--- SOURCE TEXT ---
════

IBEW Local 16 Folds in Case Concerning Illegal $1.29 Million Retaliatory ‘Fine’ Threat Against Local Electrician

Posted in News Releases

Union bosses imposed illegal limitations on resigning union membership, told electrician he would be fined for starting new business unless he signed with the union

Evansville, IN (September 30, 2025) – Brian Head, an Evansville-based electrician, has vindicated his federal labor rights against the International Brotherhood of Electrical Workers (IBEW) Local 16 union. Head filed federal charges after IBEW union officials threatened him with a $1.29 million internal disciplinary fine even though he had validly resigned his union membership. He filed the charges at the National Labor Relations Board (NLRB) with free legal aid from National Right to Work Foundation staff attorneys.

The settlement requires union officials to rescind all fines against Head, expunge all records of them, and refrain from interfering with workers who exercise their right to resign their union membership in the future. The union is also required to notify other workers of their legal right to resign their union membership without restriction, and be free of any attempt to impose internal union fines post-resignation.

Fine Threats Came After Electrician Refused to Hand Over Business to Union Power

The NLRB is the federal agency responsible for enforcing the National Labor Relations Act (NLRA) and adjudicating disputes between employers, unions, and individual employees. Head’s charges document that he had resigned his IBEW union membership on March 27, 2025, in a notarized letter that IBEW officials acknowledged receiving. However, the union’s reply letter claimed that “[i]t is a six-month process before the resignation is finally effective.”

The NLRA forbids restricting the right of workers to resign their union memberships. Section 7 of the NLRA enshrines workers’ right to refrain from union membership. Furthermore, union bosses cannot impose discipline or fines upon nonmember workers.

IBEW Local 16 union officials began retaliating against Head after he resigned his union membership and announced he was purchasing a non-union electrical firm. Head refused to sign an IBEW Letter of Assent, which would have likely forced his employees under union control without any kind of worker vote.

════

--- MATERIAL SUPPLIED ---

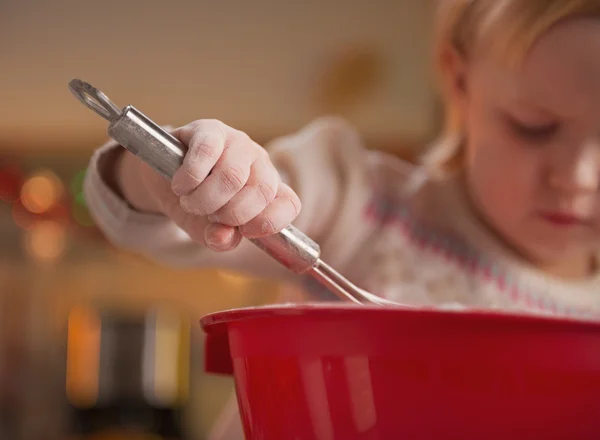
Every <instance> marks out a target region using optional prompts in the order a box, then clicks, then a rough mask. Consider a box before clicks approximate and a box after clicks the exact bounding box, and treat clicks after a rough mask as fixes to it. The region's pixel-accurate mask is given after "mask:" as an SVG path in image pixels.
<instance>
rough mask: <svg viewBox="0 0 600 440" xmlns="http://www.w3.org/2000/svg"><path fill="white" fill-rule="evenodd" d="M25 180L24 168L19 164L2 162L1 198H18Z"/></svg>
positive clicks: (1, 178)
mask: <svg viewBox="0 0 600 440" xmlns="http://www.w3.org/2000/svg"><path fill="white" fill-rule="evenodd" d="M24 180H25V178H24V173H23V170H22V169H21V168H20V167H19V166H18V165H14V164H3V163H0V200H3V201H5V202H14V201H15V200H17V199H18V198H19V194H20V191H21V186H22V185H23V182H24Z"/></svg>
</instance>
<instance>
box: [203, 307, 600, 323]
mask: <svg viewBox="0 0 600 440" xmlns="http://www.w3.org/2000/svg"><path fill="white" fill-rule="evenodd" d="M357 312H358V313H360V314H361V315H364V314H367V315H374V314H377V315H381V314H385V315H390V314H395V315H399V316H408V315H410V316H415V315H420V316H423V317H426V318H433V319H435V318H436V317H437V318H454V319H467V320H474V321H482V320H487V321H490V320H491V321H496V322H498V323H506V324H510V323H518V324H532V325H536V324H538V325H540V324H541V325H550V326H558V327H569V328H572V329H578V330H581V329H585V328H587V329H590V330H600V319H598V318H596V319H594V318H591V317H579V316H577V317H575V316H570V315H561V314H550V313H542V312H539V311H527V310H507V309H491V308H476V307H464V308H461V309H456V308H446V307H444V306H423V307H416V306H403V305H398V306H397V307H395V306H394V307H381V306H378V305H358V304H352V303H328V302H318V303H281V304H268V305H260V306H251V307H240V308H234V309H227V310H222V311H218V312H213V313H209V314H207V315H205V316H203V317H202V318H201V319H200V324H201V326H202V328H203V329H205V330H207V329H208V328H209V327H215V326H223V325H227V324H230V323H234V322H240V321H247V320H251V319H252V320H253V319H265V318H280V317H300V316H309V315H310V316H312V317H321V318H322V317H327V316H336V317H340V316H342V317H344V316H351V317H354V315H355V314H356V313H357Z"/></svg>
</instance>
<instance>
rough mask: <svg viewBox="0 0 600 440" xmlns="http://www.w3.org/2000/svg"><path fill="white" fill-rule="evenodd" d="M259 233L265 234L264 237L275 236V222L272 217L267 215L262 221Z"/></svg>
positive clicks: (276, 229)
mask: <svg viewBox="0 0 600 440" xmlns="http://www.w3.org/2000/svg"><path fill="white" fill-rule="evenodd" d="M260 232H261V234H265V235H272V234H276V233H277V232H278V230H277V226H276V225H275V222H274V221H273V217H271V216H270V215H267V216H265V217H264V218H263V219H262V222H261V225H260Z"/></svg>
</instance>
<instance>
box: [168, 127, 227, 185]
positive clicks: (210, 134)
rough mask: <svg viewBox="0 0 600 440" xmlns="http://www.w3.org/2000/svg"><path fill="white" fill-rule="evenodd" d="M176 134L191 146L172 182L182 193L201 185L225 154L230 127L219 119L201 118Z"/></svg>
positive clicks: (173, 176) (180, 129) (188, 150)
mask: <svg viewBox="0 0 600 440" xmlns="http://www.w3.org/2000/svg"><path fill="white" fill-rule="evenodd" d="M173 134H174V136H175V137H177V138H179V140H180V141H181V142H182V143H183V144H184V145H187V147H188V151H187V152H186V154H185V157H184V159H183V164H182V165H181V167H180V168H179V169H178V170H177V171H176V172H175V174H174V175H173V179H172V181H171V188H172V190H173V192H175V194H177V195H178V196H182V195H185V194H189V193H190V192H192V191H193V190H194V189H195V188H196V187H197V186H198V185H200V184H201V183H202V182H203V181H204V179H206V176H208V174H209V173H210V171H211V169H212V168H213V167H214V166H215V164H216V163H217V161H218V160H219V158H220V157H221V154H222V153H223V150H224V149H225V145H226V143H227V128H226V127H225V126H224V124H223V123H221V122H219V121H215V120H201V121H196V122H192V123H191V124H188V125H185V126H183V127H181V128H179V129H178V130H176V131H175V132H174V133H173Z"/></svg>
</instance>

════

--- EXERCISE OBJECTIVE ---
Extend the news release about the IBEW Local 16 fine case, picking up right after its last sentence.

--- RESPONSE BELOW ---
Following Head declining to hand over his business to a union he was no longer legally affiliated with, IBEW Local 16 officials sent Head correspondence on May 1 demanding he appear before a union tribunal. Head later received a letter from IBEW Local 16 bosses on June 9 finding him “guilty” of violating the union’s constitution and imposing a “$1.29 Million dollar fine” as a penalty.

Foundation-Won Settlement Forces IBEW to Inform Workers of Rights

An NLRB Regional Director reviewed Head’s charges against IBEW union officials’ overreach, and made a merit determination in his favor, finding that the IBEW Local 16 union officials violated Head’s rights under the NLRA. IBEW union officials quickly decided to back down and settle rather than go to trial against the NLRB and Head’s Foundation lawyers. In addition to expunging their million-dollar-plus retaliatory fine, the settlement details that IBEW bosses must stop informing workers that there are restrictions on the right to resign one’s union membership. Additionally, they must inform all their members of their rights under the NLRA, and post the settlement on the union’s website.

“The Foundation is pleased to have assisted Mr. Head as he challenged IBEW union bosses’ attempt to illegally extort him after he had followed all legal procedures necessary to break free from the union,” commented National Right to Work Foundation President Mark Mix. “IBEW union bosses’ use of strong-arm tactics demonstrates that they value maintaining control over Indiana electricians far above respecting those electricians’ individual rights.

“Whenever union bosses violate the rights of any American worker, Foundation attorneys are ready to assist in their defense,” Mix added.